**Provided text**
+ + + + + + +

Table 3 Mean values of seed yield, biological yield, harvest index and some morphological traits of different faba bean varieties

In current study, we found similar ranking of biomass and seed yield among the varieties (Table 3). For example, Aquadulce with highest biological yield out-yielded other varieties and produced the maximum seed yield. However, Lo’pez-Bellido et al. (2003) reported that although there is a certain correlation in faba bean crops between biological yield and seed yield, the high biological yield does not necessarily corresponds with the high seed yield.

Statistical analysis indicated that varieties of faba bean tested in this experiment produced significantly (P < 0.05) different seed yield (Table 3). Aquadulce and Delle Cascine, which produced the highest biomass, also ranked top as the most productive varieties and yielded 2756 and 2352 kg seed ha−1, respectively. Depite of being late maturity varieties, D’Aquadulce and Windsor performed poorly and produced only 900 and 993 kg seed ha−1, respectively. Interestingly Windsor is the dominant variety currently available to the growers in New England. The results of this study further confirmed the necessity of varieties/cultivars testing trials for each region. Final seed yield also depends on distribution efficiency of genotypes to translocate assimilates to the target sinks. The harvest index is a physiological criterion that represents the assimilation distribution efficiency and influenced by both the growing season and the genotype (Table 3). The harvest index range obtained in the current study (35–41%) is in the range of several other reports (Agung and McDonald 1998; Gebremeskel et al. 2011; Abdalla et al. 2015; Gezahegn et al. 2016). Agung and McDonald (1998) who stated that the HI of faba beans differed little among different genotypes have reported contrasting result.

The 100-seed weight was significantly different among the varieties (Table 3). The average seed size of Aquadulce, as the highest yielding variety, was 265 g 100-seed−1 which was the smallest among the tested varieties. Seed size of faba bean varieties varies greatly (Duc 1997; Landry et al. 2016; Etemadi et al. 2017) and such significant variation makes faba bean a unique legume crop when it comes to the cultivar evaluation. Faba bean varieties are classified as large-seeded (> 1.0 g seed−1), medium-seeded (0.5–1.0 g seed−1) and small seeded (< 0.5 g seed−1) (Etemadi et al. 2015). Regardless of the seed size, faba bean yield generally increases with increased population density and reaches its peak at different plant populations (L’opez-Bellido et al. 2005). Growers commonly use seed weight per unit land area to achieve the recommended population density. Therefore, in large seed crops such as faba bean, the seed size plays a significant role in determining the seed cost. Aquadulce not only out-yielded other varieties, also because of its smaller seed size, requires lower seeding rates. Lower seed cost promotes faba bean cultivation as cash/cover crop dual purpose.

Conclusion

The present study provides evidence that the faba bean genotypes exhibited dramatic variations in thermal units required to reach various phenological stages. This variation allows growers to select the proper genotype that favors their environmental conditions. The current study revealed that late-maturity varieties are not necessarily superior over early-maturity genotypes. Thus in short-season regions, high yielding early maturity varieties such as Aquadulce provide the opportunity for double cropping. Moreover, our findings confirm the existence of high correlation between biomass and seed yield. This correlation is very important in cultivation of legumes since production of higher biomass additionally provides higher N yield, which benefits the succeeding crop.

+ + + + + + +

(Region pointing data)
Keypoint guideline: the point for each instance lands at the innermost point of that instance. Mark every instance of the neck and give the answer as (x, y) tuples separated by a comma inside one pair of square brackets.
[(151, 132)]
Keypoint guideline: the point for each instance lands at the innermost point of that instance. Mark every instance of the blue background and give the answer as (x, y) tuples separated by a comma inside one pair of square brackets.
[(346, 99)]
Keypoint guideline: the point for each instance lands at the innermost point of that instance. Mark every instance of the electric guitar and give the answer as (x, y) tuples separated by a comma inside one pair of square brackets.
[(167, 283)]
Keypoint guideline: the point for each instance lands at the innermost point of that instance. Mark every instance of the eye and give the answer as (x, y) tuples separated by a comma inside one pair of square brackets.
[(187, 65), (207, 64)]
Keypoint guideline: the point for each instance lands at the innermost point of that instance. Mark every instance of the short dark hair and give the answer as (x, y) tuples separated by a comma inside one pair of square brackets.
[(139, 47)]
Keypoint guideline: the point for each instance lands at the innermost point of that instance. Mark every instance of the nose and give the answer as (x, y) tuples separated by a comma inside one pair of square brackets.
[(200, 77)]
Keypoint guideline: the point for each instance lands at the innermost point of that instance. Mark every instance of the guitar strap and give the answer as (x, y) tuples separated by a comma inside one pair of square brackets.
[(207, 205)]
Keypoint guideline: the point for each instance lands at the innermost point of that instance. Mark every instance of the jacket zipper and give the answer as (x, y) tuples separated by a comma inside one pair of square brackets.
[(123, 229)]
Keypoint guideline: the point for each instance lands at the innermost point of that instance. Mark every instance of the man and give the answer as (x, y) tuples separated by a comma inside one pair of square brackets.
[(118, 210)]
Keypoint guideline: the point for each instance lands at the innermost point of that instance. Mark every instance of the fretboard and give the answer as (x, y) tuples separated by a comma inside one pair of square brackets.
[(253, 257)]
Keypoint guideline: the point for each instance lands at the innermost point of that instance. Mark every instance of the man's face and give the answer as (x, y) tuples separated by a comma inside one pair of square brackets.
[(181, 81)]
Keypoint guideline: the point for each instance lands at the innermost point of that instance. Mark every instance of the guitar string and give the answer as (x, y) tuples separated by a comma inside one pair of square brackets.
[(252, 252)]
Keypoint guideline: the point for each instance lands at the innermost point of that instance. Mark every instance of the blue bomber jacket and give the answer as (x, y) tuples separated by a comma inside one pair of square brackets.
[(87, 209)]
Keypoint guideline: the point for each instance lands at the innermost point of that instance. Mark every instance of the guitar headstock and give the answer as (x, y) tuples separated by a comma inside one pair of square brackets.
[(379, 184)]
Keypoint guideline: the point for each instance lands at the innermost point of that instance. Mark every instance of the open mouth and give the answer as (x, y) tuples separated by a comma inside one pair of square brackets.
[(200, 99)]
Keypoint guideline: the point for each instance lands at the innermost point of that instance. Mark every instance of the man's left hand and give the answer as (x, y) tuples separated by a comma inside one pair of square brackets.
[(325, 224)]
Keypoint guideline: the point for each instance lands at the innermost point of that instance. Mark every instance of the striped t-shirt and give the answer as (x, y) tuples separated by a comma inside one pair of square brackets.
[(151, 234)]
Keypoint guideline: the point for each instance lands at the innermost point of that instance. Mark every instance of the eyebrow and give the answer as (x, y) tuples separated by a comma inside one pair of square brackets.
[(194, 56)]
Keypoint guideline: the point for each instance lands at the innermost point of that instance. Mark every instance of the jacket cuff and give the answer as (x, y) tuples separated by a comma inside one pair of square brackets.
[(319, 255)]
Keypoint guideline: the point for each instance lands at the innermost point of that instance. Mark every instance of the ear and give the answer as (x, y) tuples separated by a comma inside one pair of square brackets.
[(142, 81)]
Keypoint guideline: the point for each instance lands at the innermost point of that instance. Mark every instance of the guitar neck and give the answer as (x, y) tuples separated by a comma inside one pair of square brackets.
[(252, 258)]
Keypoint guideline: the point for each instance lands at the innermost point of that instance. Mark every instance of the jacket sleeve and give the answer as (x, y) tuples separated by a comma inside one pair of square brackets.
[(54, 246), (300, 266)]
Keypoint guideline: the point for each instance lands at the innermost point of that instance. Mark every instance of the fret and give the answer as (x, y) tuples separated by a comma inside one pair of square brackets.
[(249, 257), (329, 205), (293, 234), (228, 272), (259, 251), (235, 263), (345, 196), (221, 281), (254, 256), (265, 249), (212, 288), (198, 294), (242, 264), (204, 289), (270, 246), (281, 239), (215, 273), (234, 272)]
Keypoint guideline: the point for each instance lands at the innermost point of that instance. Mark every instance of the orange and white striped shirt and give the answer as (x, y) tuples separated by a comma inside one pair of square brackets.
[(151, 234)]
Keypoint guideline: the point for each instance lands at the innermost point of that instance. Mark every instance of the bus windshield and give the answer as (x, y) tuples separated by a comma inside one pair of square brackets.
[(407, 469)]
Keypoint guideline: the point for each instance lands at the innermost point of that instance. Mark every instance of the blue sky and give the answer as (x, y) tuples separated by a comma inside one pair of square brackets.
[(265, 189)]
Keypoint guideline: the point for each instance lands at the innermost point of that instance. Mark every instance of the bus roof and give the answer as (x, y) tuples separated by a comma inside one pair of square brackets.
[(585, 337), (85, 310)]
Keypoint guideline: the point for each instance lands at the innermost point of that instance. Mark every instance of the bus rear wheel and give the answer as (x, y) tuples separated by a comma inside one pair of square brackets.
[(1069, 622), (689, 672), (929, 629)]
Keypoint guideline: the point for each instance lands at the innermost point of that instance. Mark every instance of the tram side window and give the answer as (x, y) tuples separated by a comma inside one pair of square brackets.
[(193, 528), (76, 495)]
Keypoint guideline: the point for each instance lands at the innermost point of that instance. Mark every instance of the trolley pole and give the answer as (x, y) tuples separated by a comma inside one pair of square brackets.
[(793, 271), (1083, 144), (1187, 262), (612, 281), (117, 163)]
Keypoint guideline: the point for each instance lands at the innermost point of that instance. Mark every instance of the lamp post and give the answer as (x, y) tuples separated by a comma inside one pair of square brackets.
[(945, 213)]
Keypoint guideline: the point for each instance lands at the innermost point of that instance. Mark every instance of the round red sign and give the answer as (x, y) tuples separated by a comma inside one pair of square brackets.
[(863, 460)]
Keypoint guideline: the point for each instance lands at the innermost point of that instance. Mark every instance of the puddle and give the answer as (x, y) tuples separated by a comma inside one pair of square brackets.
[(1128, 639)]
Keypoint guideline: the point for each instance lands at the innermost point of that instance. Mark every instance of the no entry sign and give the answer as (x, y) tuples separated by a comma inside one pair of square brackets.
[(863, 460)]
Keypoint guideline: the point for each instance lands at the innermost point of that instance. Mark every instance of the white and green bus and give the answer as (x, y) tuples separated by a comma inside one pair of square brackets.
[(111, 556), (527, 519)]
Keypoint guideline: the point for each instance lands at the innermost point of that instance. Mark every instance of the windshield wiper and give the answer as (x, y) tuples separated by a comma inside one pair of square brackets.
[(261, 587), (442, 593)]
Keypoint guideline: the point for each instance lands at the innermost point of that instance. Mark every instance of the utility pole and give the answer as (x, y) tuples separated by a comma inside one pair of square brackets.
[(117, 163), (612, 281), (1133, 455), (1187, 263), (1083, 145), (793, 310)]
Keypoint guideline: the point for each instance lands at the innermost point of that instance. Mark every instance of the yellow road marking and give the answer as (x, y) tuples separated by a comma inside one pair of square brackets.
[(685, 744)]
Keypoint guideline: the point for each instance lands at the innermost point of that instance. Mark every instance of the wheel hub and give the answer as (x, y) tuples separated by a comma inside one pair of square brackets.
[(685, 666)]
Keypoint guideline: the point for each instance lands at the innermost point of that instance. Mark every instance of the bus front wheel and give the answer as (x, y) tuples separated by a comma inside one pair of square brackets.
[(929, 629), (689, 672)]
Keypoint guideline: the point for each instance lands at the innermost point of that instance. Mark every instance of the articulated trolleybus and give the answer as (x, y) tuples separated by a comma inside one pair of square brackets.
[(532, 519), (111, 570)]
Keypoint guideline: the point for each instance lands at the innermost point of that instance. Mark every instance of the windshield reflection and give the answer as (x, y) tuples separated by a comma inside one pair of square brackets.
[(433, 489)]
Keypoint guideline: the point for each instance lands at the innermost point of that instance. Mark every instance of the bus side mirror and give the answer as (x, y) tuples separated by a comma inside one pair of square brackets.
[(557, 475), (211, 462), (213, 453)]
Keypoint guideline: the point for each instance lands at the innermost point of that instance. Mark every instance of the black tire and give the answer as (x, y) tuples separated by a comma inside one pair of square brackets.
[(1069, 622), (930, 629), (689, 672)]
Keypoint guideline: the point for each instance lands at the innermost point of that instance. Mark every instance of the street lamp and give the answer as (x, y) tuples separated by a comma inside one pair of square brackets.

+ + + + + + +

**Work instructions**
1. Which faba bean varieties does the faba bean passage name?
2. Reproduce the stretch of the faba bean passage from "The present study" through "the succeeding crop.".
3. What harvest index range does the faba bean passage report for the current study?
The lines come from a different source than the faba bean passage.

**Exercise solutions**
1. Aquadulce, Delle Cascine, D’Aquadulce, Windsor

2.
The present study provides evidence that the faba bean genotypes exhibited dramatic variations in thermal units required to reach various phenological stages. This variation allows growers to select the proper genotype that favors their environmental conditions. The current study revealed that late-maturity varieties are not necessarily superior over early-maturity genotypes. Thus in short-season regions, high yielding early maturity varieties such as Aquadulce provide the opportunity for double cropping. Moreover, our findings confirm the existence of high correlation between biomass and seed yield. This correlation is very important in cultivation of legumes since production of higher biomass additionally provides higher N yield, which benefits the succeeding crop.

3. 35–41%